◆ Exercise inputs ◆
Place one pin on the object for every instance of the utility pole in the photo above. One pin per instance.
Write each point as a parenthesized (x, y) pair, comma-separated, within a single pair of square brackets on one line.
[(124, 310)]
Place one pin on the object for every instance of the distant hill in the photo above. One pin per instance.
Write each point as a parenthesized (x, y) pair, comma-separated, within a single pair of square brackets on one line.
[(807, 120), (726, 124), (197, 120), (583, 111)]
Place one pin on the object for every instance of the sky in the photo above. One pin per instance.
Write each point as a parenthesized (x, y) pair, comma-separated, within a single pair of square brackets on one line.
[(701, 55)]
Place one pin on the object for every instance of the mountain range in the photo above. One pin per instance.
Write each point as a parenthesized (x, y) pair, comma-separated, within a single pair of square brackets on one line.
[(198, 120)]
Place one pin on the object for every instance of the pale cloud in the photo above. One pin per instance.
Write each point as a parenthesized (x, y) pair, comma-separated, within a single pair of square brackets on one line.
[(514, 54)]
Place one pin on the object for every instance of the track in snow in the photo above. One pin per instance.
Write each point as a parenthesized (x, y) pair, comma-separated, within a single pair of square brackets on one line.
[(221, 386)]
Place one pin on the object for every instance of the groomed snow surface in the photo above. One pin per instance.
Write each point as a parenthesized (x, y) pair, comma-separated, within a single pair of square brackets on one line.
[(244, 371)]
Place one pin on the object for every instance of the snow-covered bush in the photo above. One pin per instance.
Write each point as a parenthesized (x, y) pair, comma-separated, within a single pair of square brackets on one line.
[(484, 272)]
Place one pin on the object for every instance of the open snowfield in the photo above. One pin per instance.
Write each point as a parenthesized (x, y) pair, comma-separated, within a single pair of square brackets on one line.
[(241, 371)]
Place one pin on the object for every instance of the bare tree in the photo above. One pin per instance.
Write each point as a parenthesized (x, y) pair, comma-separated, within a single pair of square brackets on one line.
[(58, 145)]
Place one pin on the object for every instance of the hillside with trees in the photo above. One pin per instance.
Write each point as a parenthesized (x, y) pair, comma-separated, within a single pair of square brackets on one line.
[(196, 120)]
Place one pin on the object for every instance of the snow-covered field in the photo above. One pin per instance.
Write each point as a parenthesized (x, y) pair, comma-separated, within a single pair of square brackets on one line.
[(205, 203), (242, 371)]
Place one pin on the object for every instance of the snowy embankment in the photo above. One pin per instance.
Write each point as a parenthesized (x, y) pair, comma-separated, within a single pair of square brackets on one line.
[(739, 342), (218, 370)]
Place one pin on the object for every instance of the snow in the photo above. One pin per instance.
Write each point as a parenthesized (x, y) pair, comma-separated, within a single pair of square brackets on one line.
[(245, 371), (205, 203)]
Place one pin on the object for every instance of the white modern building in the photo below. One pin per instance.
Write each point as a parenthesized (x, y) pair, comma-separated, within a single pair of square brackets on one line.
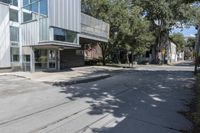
[(171, 52), (38, 35)]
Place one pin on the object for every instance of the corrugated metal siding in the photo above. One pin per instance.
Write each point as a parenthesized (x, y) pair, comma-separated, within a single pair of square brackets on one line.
[(4, 37), (94, 27), (65, 14), (30, 34)]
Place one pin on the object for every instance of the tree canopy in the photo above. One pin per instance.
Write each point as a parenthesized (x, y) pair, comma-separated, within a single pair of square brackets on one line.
[(141, 25)]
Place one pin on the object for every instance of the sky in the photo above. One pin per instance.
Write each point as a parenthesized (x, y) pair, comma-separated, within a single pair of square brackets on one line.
[(187, 32)]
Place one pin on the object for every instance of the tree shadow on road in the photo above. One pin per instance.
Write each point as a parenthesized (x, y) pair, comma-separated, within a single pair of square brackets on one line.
[(136, 101)]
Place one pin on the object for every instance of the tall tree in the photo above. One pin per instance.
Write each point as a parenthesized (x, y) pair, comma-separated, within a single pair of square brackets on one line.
[(163, 15), (179, 39)]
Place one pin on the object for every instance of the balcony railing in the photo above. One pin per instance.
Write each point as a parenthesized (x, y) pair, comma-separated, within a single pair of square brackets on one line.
[(94, 27)]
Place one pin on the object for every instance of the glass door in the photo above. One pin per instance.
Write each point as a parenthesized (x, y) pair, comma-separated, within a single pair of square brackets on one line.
[(52, 54)]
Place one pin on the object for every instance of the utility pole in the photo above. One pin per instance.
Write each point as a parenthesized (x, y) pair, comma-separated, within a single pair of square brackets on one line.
[(197, 51)]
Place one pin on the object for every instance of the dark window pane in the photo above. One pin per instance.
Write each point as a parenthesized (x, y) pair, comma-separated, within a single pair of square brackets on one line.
[(27, 17), (14, 54), (59, 34), (65, 35), (71, 37), (43, 7), (14, 34), (25, 2), (15, 2), (14, 15)]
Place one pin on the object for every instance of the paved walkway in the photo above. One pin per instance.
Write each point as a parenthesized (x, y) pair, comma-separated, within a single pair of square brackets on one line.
[(146, 100), (74, 74)]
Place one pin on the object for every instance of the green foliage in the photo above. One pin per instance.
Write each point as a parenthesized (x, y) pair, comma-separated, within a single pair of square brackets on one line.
[(179, 39), (136, 25)]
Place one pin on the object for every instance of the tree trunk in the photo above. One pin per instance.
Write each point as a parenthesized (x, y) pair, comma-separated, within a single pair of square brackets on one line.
[(103, 49), (197, 52)]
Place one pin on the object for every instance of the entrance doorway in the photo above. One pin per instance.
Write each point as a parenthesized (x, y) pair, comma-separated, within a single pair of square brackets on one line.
[(46, 59), (52, 59)]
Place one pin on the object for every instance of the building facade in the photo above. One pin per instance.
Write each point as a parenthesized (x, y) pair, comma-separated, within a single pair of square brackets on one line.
[(37, 35)]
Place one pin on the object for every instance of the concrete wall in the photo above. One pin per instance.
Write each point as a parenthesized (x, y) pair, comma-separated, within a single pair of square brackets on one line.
[(65, 14), (71, 58), (4, 37)]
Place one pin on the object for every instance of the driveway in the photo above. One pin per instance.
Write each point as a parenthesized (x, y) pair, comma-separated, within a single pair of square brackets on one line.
[(145, 100)]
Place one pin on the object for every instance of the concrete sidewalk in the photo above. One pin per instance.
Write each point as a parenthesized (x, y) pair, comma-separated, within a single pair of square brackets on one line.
[(72, 76)]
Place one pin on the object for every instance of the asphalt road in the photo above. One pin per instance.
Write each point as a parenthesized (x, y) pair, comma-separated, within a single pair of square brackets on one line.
[(145, 100)]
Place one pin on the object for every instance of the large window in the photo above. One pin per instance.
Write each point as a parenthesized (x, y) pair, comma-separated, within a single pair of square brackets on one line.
[(14, 15), (33, 9), (12, 2), (14, 34), (14, 51), (65, 35), (27, 17)]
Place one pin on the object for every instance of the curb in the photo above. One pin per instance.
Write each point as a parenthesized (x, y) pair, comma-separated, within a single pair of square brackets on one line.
[(79, 80)]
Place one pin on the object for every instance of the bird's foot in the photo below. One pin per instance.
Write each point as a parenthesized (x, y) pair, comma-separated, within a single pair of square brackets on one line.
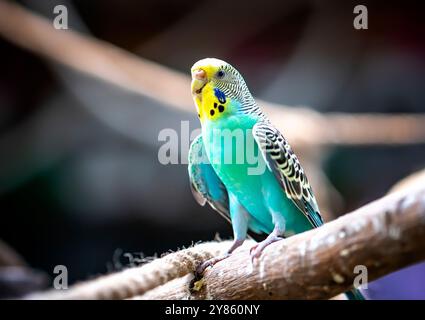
[(257, 249), (208, 263)]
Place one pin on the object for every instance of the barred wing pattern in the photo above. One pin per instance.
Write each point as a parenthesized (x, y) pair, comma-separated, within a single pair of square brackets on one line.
[(283, 162)]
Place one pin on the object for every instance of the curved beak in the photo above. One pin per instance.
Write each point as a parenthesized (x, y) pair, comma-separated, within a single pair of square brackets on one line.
[(199, 80)]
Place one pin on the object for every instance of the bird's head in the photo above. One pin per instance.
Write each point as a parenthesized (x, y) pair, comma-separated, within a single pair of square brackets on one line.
[(217, 88)]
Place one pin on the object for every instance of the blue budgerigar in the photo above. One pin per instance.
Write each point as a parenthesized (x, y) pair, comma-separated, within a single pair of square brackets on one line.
[(277, 200)]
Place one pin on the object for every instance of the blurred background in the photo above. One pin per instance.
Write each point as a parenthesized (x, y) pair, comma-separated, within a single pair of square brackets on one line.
[(80, 180)]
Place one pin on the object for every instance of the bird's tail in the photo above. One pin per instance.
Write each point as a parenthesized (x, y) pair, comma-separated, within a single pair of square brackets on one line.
[(354, 294)]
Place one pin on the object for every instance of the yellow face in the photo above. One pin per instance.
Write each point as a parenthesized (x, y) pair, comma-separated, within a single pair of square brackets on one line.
[(211, 103)]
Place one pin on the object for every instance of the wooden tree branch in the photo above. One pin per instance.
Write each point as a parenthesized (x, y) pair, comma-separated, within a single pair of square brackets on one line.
[(384, 236), (111, 64)]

◆ Task statement ◆
Please copy the data above between the lines holding "of the entrance" and "[(46, 59), (52, 59)]", inclusive, with the requests included. Multiply every coordinate in the answers by 2.6 and round each result to a whole number, halves up, while leaving the numbers in the requests and their format samples unchanged.

◆ Reply to the exercise ◆
Place one pin on the object for every instance of the entrance doorway in the photo above. One pin per instance.
Write each point as a parenthesized (x, y) pair, comma-separated, within a single pair of square brackets on one line.
[(120, 153), (135, 153)]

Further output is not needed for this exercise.